• **Exercise 1**:
Decide whether each statement below agrees with the passage on top drive drilling, answering yes or no and quoting the deciding words of the passage exactly. (a) A quill is a short length of pipe that couples with the upper end of the drill string. (b) The top drive is suspended from a traveling block below the rig floor. (c) The engagement features engage the tubular whichever direction the movable sleeve is rotated.

In conventional oil and gas operations, a well is typically drilled to a desired depth with a drill string, which includes drillpipe, drill collars and a bottom hole drilling assembly. The drill string may be turned by a rotary table and kelly assembly or by a top drive. A top drive typically includes a quill, which is a short length of pipe that couples with the upper end of the drill string, and one or more motors configured to turn the quill. The top drive is typically suspended from a traveling block above the rig floor so that it may be raised and lowered throughout drilling operations.
In conventional operations, to add a length of tubular (e.g., drillpipe or drill collar) to the drill string, an elevator is coupled with the tubular to facilitate hoisting the tubular from the rig floor. The tubular is aligned with the drill string and lowered onto the drill string. An iron roughneck at the rig floor may be used to rotate the tubular and attach the tubular to the drill string. However, it is now recognized that using an iron roughneck to add each new length of tubular to the drill string may be time consuming and expensive. Accordingly, it is now recognized that there exists a need for a device and method for connecting tubulars to drill strings without the use of an iron roughneck.
In accordance with one aspect of the present disclosure, a device for a top drive drilling system includes a sub having a first coupling end configured to mate with the top drive drilling system and a second coupling end configured to mate with a tubular. The device also includes a movable sleeve disposed around at least a portion of the sub. The movable sleeve is configured to be selectively disposed around the tubular by sliding axially along the sub. The device includes a plurality of engagement features extending inwardly from an inner circumference of the movable sleeve. When the movable sleeve is disposed around the tubular, the plurality of engagement features are configured to engage the tubular when the movable sleeve is rotated in a first direction and to not engage the tubular when the movable sleeve is rotated in a second direction.

• **Dataset records**:

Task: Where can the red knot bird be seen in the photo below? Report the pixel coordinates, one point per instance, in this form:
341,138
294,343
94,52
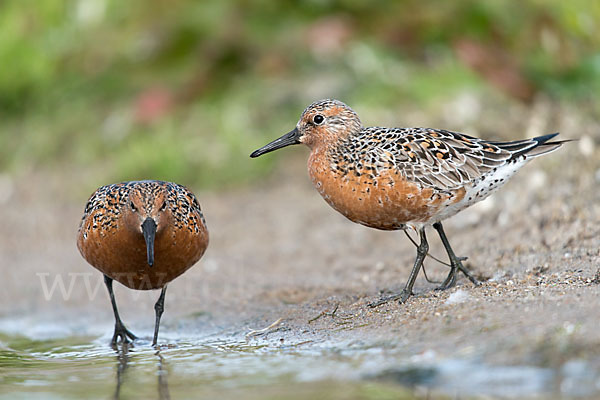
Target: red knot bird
395,178
142,234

• **Exercise 2**:
Extract every line of the rows above word for word, leaving out the pictures.

• **Correct response 1**:
(a) Yes: "a quill, which is a short length of pipe that couples with the upper end of the drill string"
(b) No: "suspended from a traveling block above the rig floor"
(c) No: "to engage the tubular when the movable sleeve is rotated in a first direction and to not engage the tubular when the movable sleeve is rotated in a second direction"

• **Correct response 2**:
Task: Where can the red knot bird be seen in the photo below? Report the pixel coordinates, one point per instance, in this form:
341,138
294,343
94,52
Target: red knot bird
395,178
142,234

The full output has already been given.